• [TO BE DONE]: Pick out each line below that contains the word "orange", and copy those lines in full.
== ENTRIES PROVIDED
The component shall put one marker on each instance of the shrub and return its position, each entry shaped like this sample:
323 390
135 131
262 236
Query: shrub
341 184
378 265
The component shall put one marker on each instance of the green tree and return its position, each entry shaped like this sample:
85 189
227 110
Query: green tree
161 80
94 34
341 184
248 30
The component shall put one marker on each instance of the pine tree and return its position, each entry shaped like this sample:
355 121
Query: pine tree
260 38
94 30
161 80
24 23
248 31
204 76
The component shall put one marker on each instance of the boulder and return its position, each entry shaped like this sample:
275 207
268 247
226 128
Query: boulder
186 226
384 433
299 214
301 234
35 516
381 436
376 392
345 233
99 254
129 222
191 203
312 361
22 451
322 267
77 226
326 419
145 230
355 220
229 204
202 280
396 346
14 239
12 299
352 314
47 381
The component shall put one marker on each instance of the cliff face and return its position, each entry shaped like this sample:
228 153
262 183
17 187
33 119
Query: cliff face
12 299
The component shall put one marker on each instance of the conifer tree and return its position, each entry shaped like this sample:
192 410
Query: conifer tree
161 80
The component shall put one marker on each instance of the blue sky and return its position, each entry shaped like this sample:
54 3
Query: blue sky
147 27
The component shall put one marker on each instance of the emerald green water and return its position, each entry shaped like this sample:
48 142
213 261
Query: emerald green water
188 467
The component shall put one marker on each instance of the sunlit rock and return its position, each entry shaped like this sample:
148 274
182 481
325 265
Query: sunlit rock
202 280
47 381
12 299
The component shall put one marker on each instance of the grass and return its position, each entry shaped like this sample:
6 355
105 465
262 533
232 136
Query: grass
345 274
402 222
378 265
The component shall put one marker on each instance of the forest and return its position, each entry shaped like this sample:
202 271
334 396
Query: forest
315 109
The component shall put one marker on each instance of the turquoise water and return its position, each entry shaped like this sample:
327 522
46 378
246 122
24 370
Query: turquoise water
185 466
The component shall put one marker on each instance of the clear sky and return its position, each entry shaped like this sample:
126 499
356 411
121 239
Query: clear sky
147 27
====
== ENTRIES PROVIDED
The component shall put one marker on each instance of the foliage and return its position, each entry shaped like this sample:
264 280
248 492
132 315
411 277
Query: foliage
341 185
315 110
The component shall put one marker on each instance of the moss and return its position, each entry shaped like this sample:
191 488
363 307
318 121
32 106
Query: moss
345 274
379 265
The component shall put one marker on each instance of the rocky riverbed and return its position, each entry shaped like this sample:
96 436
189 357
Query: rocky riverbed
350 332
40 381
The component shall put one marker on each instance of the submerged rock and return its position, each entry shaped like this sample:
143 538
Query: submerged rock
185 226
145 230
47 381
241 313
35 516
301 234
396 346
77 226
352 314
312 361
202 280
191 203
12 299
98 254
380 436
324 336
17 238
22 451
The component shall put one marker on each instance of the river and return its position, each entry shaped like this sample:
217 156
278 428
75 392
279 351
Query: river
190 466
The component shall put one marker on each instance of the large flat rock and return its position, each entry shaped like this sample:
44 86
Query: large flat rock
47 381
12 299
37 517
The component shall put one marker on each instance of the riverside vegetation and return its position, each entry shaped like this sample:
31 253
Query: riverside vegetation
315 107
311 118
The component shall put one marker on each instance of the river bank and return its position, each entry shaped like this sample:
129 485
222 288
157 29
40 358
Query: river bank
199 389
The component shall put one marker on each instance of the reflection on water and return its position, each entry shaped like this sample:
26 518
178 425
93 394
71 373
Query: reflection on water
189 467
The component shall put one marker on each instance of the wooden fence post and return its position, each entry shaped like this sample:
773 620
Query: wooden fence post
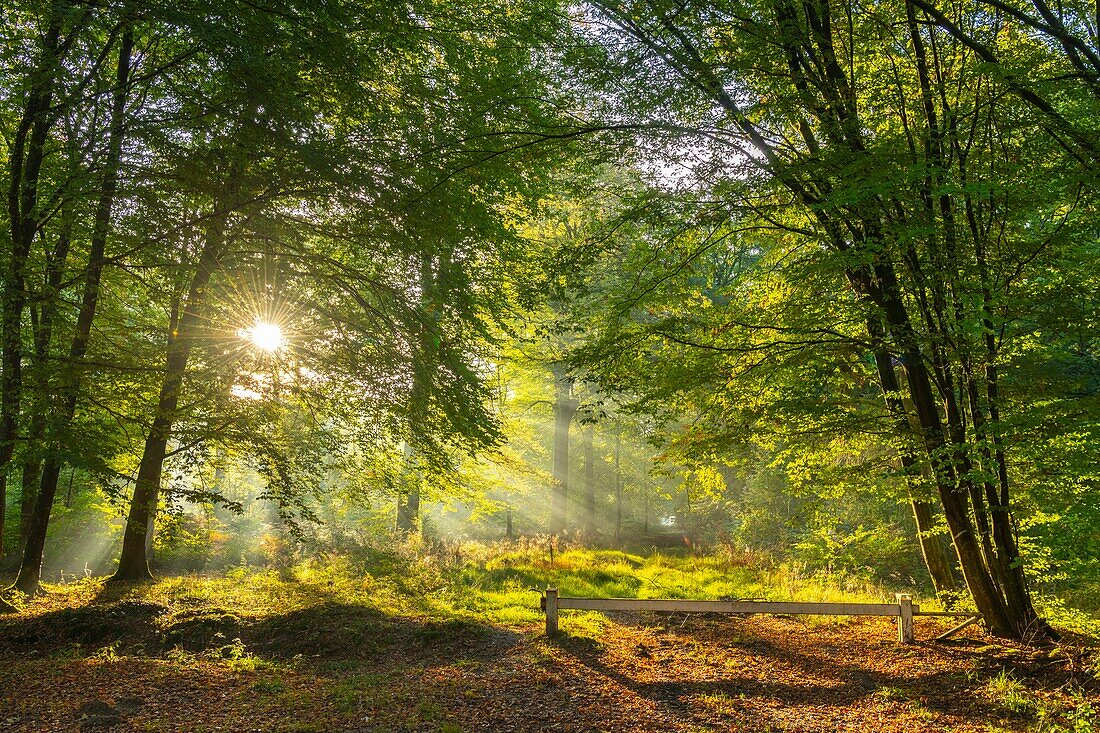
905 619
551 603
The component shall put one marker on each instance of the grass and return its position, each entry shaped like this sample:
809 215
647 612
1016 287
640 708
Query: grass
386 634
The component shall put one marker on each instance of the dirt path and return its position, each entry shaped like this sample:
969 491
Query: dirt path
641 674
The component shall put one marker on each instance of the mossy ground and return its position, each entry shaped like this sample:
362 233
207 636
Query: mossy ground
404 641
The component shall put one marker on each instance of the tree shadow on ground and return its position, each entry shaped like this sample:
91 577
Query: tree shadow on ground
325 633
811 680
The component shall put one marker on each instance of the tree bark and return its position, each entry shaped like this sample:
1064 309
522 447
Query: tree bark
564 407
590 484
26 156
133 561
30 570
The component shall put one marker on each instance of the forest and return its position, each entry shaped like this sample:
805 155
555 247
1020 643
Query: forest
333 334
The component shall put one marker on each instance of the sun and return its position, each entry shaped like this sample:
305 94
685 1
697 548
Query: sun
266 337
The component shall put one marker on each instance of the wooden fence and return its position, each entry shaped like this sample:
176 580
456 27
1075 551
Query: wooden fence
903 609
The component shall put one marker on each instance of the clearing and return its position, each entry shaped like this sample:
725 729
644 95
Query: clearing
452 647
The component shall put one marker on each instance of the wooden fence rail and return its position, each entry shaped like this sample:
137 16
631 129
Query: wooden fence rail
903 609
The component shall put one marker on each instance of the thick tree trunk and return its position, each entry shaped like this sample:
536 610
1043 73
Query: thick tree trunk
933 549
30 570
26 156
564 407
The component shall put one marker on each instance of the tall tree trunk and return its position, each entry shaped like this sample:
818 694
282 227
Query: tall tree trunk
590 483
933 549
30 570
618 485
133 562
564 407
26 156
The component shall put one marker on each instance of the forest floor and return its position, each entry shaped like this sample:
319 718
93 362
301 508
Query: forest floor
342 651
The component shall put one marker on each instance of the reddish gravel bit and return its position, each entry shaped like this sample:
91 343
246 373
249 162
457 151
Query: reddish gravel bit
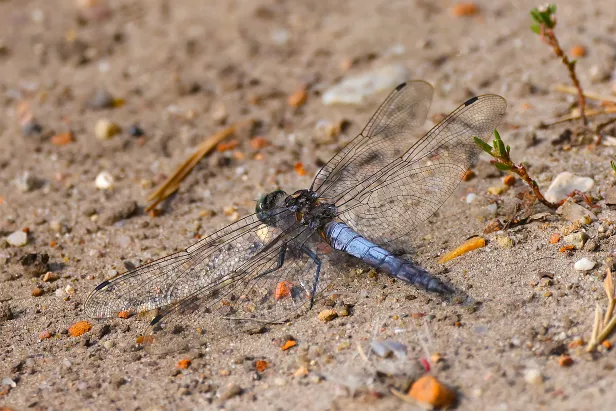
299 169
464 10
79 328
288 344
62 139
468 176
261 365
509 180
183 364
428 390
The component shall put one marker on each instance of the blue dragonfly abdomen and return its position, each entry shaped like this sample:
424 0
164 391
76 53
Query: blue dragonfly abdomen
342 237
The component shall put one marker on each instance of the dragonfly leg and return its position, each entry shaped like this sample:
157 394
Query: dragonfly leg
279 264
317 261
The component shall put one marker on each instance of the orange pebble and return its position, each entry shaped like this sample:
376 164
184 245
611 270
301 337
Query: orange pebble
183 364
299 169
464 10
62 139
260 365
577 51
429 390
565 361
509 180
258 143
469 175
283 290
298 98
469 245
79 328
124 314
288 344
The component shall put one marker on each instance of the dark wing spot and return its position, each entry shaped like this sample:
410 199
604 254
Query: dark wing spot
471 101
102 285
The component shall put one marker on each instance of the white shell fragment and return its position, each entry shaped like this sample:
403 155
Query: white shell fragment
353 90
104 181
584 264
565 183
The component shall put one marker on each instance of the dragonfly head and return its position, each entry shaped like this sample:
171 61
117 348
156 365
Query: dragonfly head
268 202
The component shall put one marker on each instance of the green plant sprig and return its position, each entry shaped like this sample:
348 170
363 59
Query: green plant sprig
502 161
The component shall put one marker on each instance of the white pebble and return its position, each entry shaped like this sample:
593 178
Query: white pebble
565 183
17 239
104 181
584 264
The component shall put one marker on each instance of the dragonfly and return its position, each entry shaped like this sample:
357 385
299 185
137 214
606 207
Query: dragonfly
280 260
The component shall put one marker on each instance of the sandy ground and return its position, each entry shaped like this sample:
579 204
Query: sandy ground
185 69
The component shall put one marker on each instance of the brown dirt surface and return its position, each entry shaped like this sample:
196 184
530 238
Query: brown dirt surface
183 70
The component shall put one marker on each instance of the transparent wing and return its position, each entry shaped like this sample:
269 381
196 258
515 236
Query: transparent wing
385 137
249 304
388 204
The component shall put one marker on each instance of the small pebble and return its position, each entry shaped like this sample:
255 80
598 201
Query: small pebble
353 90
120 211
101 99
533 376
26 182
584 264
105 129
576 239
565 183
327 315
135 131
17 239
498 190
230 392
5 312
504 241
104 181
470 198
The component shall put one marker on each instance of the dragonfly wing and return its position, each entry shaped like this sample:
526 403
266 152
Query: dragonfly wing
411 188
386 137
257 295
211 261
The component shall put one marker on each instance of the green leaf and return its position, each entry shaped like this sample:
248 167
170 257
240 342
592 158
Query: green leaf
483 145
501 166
====
• [RESPONSE BELOW]:
The component shall put one marker on each instance of the orange pebble and return its position, each entry shaped like this sample:
Query: orange pebble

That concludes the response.